EXERCISE MATERIAL START

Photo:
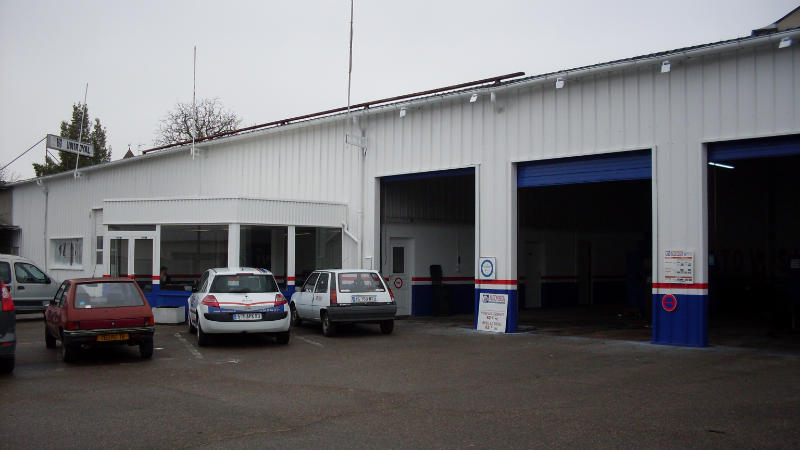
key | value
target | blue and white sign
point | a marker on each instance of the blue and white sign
(487, 266)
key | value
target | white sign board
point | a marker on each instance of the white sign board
(487, 266)
(679, 266)
(68, 145)
(493, 312)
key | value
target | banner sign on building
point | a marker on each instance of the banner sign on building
(679, 266)
(492, 312)
(68, 145)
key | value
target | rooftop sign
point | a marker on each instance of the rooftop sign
(68, 145)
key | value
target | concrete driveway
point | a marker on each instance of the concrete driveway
(427, 385)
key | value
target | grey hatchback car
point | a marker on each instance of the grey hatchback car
(8, 334)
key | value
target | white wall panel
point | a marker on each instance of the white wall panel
(748, 91)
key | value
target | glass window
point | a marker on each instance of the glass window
(112, 294)
(67, 252)
(243, 283)
(317, 249)
(99, 251)
(63, 297)
(28, 273)
(398, 260)
(360, 282)
(322, 283)
(189, 250)
(310, 281)
(5, 272)
(131, 228)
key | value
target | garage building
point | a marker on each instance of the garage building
(659, 184)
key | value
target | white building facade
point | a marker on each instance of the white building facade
(380, 206)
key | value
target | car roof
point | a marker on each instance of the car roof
(346, 270)
(238, 270)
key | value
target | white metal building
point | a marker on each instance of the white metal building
(569, 181)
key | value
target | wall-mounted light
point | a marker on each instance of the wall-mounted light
(724, 166)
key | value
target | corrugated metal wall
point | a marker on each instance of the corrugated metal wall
(745, 92)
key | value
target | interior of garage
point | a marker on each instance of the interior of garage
(754, 244)
(584, 247)
(435, 213)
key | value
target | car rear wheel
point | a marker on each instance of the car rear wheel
(192, 328)
(49, 340)
(283, 338)
(296, 320)
(69, 353)
(7, 365)
(202, 337)
(146, 349)
(387, 326)
(328, 327)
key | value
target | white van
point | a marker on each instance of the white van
(30, 287)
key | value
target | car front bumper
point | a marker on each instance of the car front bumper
(362, 313)
(136, 335)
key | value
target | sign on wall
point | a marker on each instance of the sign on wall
(487, 267)
(679, 266)
(63, 144)
(493, 312)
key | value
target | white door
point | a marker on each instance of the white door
(401, 267)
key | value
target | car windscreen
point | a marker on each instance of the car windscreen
(111, 294)
(243, 284)
(360, 282)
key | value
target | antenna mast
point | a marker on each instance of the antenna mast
(350, 64)
(80, 132)
(194, 94)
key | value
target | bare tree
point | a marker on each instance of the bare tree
(207, 119)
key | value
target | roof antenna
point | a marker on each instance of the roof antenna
(194, 94)
(350, 64)
(80, 132)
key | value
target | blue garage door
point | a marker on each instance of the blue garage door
(586, 169)
(772, 147)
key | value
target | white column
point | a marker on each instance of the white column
(234, 238)
(290, 258)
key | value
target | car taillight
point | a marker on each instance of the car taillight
(8, 303)
(210, 300)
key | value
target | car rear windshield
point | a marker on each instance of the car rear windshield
(112, 294)
(243, 283)
(360, 282)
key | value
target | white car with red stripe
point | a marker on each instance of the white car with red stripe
(338, 296)
(238, 300)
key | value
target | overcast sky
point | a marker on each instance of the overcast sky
(268, 60)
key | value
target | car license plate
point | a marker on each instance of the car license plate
(113, 337)
(247, 316)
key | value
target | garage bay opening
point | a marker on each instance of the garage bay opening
(428, 242)
(585, 244)
(754, 244)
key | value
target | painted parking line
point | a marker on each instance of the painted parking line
(189, 346)
(312, 342)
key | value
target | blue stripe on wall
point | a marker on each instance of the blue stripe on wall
(771, 147)
(634, 165)
(686, 326)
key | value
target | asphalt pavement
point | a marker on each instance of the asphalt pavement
(428, 385)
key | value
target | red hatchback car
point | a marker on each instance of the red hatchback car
(90, 312)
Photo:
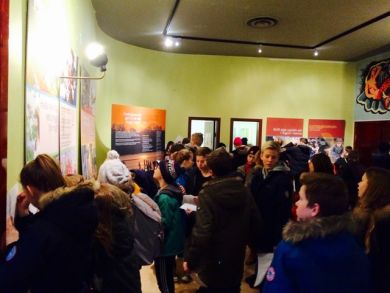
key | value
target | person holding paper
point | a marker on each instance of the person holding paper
(319, 253)
(226, 220)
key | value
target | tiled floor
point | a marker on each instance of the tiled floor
(149, 283)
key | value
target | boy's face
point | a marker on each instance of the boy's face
(304, 212)
(269, 158)
(362, 186)
(201, 162)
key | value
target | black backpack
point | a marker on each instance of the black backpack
(148, 230)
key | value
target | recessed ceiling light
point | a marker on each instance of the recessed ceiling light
(262, 22)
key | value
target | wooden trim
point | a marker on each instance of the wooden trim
(4, 33)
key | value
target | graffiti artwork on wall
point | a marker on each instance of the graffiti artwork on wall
(375, 87)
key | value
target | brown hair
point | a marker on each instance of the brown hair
(377, 194)
(328, 191)
(110, 200)
(182, 155)
(43, 173)
(203, 151)
(322, 163)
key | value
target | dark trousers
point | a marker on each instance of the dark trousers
(164, 273)
(235, 289)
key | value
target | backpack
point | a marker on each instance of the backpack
(148, 230)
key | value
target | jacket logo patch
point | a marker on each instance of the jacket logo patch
(11, 254)
(270, 275)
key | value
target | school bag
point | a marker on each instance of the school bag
(148, 230)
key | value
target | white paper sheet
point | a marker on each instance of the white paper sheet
(12, 196)
(263, 262)
(188, 206)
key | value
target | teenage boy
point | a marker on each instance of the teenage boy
(318, 253)
(271, 188)
(226, 220)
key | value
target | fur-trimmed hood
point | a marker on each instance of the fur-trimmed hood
(378, 214)
(60, 192)
(296, 232)
(71, 209)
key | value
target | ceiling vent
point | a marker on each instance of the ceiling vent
(262, 22)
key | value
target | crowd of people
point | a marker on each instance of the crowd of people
(326, 222)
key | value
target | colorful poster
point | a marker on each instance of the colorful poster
(284, 130)
(47, 42)
(138, 134)
(41, 125)
(327, 136)
(373, 93)
(87, 127)
(68, 117)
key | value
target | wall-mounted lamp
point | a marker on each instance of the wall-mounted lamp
(97, 57)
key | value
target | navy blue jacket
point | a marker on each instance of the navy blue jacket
(52, 253)
(319, 255)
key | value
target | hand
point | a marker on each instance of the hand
(12, 235)
(22, 204)
(185, 267)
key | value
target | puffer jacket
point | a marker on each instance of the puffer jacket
(272, 195)
(226, 221)
(53, 253)
(319, 256)
(169, 200)
(377, 243)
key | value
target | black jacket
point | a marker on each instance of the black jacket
(53, 251)
(226, 220)
(272, 195)
(118, 270)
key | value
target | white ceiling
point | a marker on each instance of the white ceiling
(339, 29)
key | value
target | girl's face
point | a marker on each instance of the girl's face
(201, 162)
(362, 186)
(304, 212)
(186, 164)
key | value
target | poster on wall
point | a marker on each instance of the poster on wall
(68, 116)
(284, 130)
(87, 127)
(47, 40)
(327, 136)
(138, 134)
(373, 97)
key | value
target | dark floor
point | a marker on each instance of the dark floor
(149, 283)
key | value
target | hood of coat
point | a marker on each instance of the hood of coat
(296, 232)
(226, 191)
(71, 208)
(172, 191)
(364, 215)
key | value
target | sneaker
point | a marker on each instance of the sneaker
(186, 279)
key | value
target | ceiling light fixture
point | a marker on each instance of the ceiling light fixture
(172, 42)
(97, 57)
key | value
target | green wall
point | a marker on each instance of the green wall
(185, 85)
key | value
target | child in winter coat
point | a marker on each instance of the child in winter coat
(319, 253)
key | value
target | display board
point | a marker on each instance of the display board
(138, 134)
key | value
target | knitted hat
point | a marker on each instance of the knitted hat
(237, 141)
(170, 170)
(113, 171)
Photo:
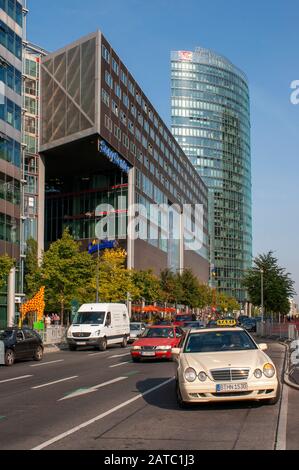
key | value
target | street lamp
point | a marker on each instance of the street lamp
(262, 294)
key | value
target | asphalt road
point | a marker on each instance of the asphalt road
(101, 400)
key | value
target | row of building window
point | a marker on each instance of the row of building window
(9, 229)
(9, 189)
(10, 40)
(10, 151)
(142, 139)
(11, 77)
(11, 113)
(14, 9)
(122, 137)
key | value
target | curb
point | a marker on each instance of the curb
(287, 377)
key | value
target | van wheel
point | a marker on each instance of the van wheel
(9, 358)
(103, 344)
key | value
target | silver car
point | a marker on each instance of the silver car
(136, 330)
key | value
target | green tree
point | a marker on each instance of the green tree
(148, 285)
(6, 263)
(278, 285)
(171, 288)
(67, 274)
(32, 271)
(115, 280)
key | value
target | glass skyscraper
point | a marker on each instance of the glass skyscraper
(211, 122)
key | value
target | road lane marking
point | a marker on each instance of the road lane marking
(46, 363)
(56, 382)
(120, 364)
(119, 355)
(101, 416)
(85, 391)
(16, 378)
(281, 440)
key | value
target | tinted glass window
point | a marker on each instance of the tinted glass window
(159, 333)
(89, 318)
(216, 341)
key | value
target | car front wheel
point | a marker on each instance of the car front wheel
(38, 355)
(9, 358)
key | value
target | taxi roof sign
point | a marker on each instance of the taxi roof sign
(227, 322)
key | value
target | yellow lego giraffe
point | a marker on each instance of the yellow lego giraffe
(35, 305)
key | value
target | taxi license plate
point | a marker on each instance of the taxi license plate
(231, 388)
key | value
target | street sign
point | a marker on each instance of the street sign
(2, 353)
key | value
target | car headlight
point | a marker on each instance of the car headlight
(269, 371)
(258, 373)
(190, 374)
(202, 376)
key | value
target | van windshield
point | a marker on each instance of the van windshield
(89, 318)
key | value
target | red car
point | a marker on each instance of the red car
(157, 343)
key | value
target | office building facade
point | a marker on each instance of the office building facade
(104, 143)
(211, 122)
(11, 37)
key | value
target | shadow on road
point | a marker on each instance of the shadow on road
(165, 398)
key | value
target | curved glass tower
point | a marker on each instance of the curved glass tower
(211, 122)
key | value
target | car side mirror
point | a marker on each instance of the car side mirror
(176, 352)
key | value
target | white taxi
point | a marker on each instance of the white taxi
(224, 364)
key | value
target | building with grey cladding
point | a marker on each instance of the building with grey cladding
(104, 143)
(11, 34)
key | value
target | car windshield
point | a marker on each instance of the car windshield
(5, 334)
(193, 324)
(89, 318)
(158, 333)
(216, 341)
(183, 317)
(135, 326)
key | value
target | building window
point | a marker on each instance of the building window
(115, 67)
(105, 97)
(123, 78)
(109, 79)
(115, 108)
(108, 123)
(117, 90)
(117, 133)
(105, 54)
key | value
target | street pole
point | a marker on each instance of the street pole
(98, 269)
(262, 294)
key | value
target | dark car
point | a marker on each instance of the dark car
(21, 343)
(188, 325)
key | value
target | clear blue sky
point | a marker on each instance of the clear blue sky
(260, 37)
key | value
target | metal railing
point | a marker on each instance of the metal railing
(53, 334)
(288, 331)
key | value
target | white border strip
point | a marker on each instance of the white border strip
(101, 416)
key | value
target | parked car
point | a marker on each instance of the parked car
(99, 325)
(189, 325)
(20, 344)
(181, 319)
(224, 364)
(157, 343)
(136, 330)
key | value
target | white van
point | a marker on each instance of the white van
(99, 325)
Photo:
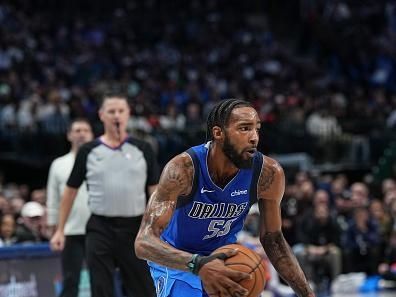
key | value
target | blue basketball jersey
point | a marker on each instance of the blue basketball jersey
(210, 216)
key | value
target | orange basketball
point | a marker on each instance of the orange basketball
(248, 261)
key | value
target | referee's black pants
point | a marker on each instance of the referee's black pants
(110, 244)
(72, 258)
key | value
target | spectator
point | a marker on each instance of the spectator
(29, 227)
(7, 230)
(319, 252)
(387, 268)
(361, 243)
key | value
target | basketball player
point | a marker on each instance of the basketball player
(202, 199)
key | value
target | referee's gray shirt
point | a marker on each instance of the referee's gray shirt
(116, 178)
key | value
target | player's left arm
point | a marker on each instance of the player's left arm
(270, 190)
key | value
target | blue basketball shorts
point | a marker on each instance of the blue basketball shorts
(175, 283)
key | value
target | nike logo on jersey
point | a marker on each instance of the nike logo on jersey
(203, 190)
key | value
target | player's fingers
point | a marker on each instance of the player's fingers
(231, 252)
(234, 289)
(237, 276)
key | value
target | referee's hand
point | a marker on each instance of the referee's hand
(57, 242)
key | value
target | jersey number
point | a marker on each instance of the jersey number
(218, 228)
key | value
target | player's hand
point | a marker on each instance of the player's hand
(57, 242)
(221, 281)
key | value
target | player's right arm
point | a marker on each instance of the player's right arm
(176, 180)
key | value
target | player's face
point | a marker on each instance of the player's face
(114, 110)
(242, 136)
(80, 133)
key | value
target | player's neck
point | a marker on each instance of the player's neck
(221, 169)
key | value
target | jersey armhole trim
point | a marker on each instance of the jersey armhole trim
(257, 168)
(183, 200)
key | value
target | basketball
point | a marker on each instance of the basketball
(246, 260)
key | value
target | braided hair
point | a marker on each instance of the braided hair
(220, 114)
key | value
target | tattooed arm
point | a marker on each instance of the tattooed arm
(270, 190)
(176, 180)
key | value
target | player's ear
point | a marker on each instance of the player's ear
(217, 132)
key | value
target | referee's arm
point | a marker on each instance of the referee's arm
(74, 182)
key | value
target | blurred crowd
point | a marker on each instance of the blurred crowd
(335, 226)
(322, 73)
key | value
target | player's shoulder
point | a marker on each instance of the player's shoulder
(272, 165)
(184, 160)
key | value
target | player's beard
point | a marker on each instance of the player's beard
(236, 158)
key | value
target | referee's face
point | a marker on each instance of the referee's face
(114, 110)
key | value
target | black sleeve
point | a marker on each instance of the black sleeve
(152, 165)
(79, 170)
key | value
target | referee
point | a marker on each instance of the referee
(119, 170)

EXERCISE MATERIAL END

• INSTRUCTIONS FOR THE TASK: Beginning with the first line of the records above, extract each line exactly through the line that holds "target | wall-mounted light", both ends included. Omit pictures.

• EXPECTED OUTPUT:
Photo:
key | value
target | blue and white sign
point | a marker on each instance of the blue and white sign
(487, 266)
key | value
target | white sign board
point | a marker on each instance of the white sign board
(487, 266)
(679, 266)
(68, 145)
(493, 312)
key | value
target | banner sign on building
point | a marker on each instance of the banner sign on building
(679, 266)
(492, 312)
(68, 145)
key | value
target | rooftop sign
point | a marker on each instance of the rooftop sign
(68, 145)
key | value
target | concrete driveway
point | a marker on each instance of the concrete driveway
(427, 385)
key | value
target | grey hatchback car
point | a marker on each instance of the grey hatchback car
(8, 334)
key | value
target | white wall panel
point | a marker on each instance of the white wall panel
(748, 91)
key | value
target | glass window
point | a marker on each instance of the glass window
(112, 294)
(67, 252)
(243, 283)
(317, 249)
(99, 251)
(63, 297)
(28, 273)
(398, 260)
(360, 282)
(322, 283)
(189, 250)
(310, 281)
(5, 272)
(131, 228)
key | value
target | garage building
point | a marker on each instance of the garage building
(659, 184)
key | value
target | white building facade
point | a marker on each instance of the white building facade
(380, 206)
key | value
target | car roof
point | a marker on each instance of the car roof
(346, 270)
(238, 270)
key | value
target | white metal building
point | a marker on each instance of the white metal building
(569, 181)
key | value
target | wall-mounted light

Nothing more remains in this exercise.